RECORDS FOR THE EXERCISE:
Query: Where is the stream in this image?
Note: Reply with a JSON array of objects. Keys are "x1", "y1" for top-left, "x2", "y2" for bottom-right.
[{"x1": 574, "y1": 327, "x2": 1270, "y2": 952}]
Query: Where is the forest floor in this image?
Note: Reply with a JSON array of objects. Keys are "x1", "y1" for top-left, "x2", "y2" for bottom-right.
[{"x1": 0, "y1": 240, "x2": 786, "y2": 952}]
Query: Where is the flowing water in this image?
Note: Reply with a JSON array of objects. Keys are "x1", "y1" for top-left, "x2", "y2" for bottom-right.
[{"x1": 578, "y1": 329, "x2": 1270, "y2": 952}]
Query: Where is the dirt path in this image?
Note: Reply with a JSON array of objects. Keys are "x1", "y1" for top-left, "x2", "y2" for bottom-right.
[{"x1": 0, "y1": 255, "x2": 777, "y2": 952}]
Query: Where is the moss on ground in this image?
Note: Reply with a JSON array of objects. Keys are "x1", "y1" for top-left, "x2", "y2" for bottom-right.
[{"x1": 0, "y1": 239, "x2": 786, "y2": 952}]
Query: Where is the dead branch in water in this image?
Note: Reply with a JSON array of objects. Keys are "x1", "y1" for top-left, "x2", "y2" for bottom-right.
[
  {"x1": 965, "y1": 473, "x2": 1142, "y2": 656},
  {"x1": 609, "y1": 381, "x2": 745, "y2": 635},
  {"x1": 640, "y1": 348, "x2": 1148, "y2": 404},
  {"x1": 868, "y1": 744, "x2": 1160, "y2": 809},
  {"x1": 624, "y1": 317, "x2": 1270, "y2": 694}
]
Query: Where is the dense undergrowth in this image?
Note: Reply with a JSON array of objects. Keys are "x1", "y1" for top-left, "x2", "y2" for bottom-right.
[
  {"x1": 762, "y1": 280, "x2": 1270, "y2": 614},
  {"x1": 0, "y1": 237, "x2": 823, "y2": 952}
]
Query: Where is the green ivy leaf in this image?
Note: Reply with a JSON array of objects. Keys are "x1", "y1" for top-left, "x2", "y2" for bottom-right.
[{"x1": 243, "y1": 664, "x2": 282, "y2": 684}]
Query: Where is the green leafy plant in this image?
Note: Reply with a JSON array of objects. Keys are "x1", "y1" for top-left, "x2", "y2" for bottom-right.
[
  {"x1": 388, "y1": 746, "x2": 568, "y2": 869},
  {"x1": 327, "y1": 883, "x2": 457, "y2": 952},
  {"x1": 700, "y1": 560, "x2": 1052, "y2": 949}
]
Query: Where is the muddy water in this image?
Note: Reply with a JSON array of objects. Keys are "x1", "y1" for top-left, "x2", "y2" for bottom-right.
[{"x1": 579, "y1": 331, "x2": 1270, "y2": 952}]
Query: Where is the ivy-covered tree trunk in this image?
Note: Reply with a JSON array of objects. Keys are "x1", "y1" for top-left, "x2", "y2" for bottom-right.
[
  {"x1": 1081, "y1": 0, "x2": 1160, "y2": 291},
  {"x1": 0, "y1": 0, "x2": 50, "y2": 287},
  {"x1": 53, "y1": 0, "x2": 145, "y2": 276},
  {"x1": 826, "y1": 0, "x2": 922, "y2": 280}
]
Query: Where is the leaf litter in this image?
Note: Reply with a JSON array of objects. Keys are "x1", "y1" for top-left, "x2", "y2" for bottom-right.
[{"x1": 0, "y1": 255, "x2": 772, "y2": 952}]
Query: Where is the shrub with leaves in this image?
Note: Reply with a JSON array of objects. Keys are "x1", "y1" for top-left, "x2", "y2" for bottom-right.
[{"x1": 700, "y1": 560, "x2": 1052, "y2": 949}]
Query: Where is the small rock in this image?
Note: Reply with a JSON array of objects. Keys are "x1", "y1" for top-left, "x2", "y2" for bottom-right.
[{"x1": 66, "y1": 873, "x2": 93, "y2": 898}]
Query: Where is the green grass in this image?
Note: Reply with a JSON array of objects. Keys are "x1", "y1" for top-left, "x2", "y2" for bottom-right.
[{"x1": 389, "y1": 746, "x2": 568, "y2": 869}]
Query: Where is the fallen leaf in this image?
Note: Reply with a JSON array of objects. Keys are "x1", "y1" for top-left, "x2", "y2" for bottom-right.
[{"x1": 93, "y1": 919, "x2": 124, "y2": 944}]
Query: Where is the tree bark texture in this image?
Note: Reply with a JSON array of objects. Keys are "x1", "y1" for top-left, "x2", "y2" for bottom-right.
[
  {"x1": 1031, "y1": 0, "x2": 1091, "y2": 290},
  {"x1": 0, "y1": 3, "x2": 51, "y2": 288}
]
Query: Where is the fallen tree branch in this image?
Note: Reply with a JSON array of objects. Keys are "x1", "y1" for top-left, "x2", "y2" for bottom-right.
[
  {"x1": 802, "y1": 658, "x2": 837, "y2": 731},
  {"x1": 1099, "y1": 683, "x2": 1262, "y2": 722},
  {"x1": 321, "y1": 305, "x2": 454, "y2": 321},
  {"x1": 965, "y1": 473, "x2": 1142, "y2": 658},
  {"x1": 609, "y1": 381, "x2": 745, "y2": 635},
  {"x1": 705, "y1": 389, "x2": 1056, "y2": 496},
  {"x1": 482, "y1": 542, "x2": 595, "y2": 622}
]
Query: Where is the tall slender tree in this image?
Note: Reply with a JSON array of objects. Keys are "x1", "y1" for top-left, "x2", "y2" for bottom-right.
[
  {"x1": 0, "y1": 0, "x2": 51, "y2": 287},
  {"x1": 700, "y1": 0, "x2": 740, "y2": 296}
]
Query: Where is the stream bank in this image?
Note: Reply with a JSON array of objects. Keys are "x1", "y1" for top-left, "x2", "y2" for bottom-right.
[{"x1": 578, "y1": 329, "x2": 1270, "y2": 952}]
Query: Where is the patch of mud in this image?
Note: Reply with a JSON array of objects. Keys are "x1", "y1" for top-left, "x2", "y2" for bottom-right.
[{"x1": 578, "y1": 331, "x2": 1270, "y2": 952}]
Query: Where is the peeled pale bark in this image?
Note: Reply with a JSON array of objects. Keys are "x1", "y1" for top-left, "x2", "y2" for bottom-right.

GIVEN INSTRUCTION: Rewrite the lines from the one with "Query: Where is the patch" up to and including the last line of the records, using "Respond" in place of "Reply" and changing nothing else.

SOLUTION TO THE EXERCISE:
Query: Where is the patch of mud in this image?
Note: Respond with a JSON array of objects. Keys are "x1", "y1" for top-left, "x2", "y2" for bottom-right.
[{"x1": 578, "y1": 331, "x2": 1270, "y2": 952}]
Query: Where is the peeled pale bark in this image?
Note: Respond with a JSON array of objects. Keys are "x1", "y1" for top-left, "x2", "y2" for bottom-right.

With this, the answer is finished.